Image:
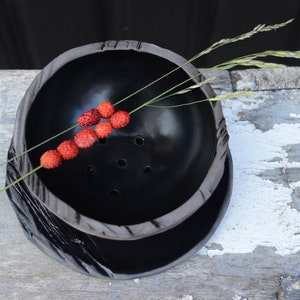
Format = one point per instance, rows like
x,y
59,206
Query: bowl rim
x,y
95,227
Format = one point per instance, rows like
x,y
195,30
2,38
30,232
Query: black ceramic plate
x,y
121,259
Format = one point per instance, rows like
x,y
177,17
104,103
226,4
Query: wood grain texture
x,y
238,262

---

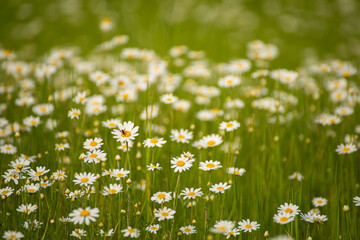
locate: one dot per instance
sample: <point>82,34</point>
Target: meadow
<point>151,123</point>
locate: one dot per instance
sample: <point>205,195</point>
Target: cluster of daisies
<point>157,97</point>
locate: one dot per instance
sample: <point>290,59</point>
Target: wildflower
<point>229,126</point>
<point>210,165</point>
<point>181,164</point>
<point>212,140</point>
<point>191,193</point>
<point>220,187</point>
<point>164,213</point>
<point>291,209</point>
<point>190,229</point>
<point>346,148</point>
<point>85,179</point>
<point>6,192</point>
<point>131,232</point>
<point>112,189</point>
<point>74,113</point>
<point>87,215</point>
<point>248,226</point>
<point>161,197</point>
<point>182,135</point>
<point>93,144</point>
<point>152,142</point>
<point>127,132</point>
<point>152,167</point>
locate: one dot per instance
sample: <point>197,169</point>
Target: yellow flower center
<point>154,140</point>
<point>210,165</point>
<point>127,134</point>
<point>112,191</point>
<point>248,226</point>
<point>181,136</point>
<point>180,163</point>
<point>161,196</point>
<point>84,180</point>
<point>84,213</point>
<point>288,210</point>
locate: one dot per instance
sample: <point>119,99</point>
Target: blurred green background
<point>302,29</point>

...

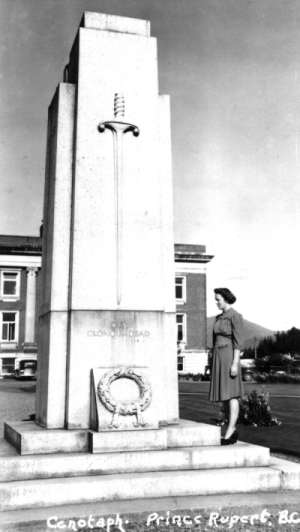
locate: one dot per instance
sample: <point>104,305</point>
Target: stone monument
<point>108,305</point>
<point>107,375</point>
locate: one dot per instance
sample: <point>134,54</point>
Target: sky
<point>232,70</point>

Your instructions: Give only a number, namely how many lines in the entries above hold the word "sample".

Your solution: 7